» **Written task**:
Reproduce each of the following rows verbatim, preserving every line unchanged.

--- START Material for this task ---

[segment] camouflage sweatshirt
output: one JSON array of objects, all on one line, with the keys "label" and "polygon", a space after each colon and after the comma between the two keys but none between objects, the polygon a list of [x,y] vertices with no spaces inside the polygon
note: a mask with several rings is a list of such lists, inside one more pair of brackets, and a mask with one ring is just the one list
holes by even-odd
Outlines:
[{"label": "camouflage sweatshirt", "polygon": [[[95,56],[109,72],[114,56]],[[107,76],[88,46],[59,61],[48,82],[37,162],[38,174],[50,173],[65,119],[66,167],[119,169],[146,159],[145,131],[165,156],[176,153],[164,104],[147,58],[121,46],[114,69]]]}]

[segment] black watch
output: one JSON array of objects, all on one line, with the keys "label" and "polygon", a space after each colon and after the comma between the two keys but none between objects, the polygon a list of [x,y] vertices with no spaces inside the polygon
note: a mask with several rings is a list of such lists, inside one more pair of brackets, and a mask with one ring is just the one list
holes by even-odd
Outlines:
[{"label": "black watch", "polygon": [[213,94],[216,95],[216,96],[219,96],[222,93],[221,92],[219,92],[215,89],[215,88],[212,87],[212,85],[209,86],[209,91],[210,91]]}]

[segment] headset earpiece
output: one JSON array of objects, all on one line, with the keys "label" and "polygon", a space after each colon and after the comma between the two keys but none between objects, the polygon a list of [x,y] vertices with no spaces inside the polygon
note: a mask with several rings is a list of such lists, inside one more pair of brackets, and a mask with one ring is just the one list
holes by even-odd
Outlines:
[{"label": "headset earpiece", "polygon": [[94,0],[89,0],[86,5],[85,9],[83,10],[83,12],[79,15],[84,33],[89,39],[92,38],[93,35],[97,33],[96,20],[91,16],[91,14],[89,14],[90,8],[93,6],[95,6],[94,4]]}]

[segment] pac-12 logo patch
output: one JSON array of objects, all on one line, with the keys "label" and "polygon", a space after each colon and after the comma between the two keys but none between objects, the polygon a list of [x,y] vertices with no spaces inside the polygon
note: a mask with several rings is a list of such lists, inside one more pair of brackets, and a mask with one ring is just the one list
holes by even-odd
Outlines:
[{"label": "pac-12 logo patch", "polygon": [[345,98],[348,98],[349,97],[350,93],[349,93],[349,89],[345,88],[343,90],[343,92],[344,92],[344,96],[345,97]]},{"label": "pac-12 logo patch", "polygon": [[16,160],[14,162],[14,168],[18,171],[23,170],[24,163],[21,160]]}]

--- END Material for this task ---

» **Solution**:
[segment] camouflage sweatshirt
output: one JSON array of objects, all on one line, with the keys "label" and "polygon", a space after each colon and after the comma between the two keys but none between objects, the polygon a list of [x,y] vertices with no spaces inside the polygon
note: a mask with several rings is a list of such lists, inside one more pair of brackets, and a mask with one ring is just the one list
holes by even-odd
Outlines:
[{"label": "camouflage sweatshirt", "polygon": [[[95,56],[109,72],[114,56]],[[107,76],[88,46],[59,61],[48,82],[37,162],[38,174],[50,173],[65,119],[66,167],[119,169],[146,159],[145,131],[165,156],[176,153],[164,104],[147,58],[121,46],[114,69]]]}]

[segment] black watch
output: one JSON array of objects, all on one line, with the keys "label" and "polygon", a space after each colon and after the comma between the two keys but none between objects, the polygon a list of [x,y] vertices with no spaces inside the polygon
note: a mask with several rings is a list of such lists, inside one more pair of brackets, and a mask with one ring is just the one list
holes by even-odd
Outlines:
[{"label": "black watch", "polygon": [[213,94],[216,95],[216,96],[219,96],[222,93],[221,92],[219,92],[215,89],[215,88],[212,87],[212,85],[209,86],[209,91],[210,91]]}]

[segment] headset earpiece
output: one JSON array of objects, all on one line, with the keys "label" and "polygon", a space after each colon and after the comma between the two keys but none between objects, the polygon a list of [x,y] vertices with no spaces inside the polygon
note: a mask with several rings is a list of such lists, inside one more pair of brackets, and a mask with one ring is just the one list
holes by even-odd
Outlines:
[{"label": "headset earpiece", "polygon": [[94,0],[89,0],[86,5],[85,9],[83,10],[83,12],[79,15],[84,33],[89,39],[92,38],[93,35],[97,33],[96,20],[91,16],[91,14],[89,14],[90,8],[93,6],[95,6],[94,4]]}]

[segment] pac-12 logo patch
output: one JSON array of objects, all on one line, with the keys "label" and "polygon", a space after each colon and after the comma between the two keys but none between objects, the polygon a list of [x,y] vertices with no spaces inside the polygon
note: a mask with several rings is a list of such lists, inside one more pair of brackets, and a mask with one ring is just the one list
holes by even-odd
Outlines:
[{"label": "pac-12 logo patch", "polygon": [[345,98],[348,98],[349,97],[350,93],[349,93],[349,89],[345,88],[343,90],[343,92],[344,92],[344,96],[345,97]]},{"label": "pac-12 logo patch", "polygon": [[16,160],[14,162],[14,168],[18,171],[23,170],[24,163],[21,160]]}]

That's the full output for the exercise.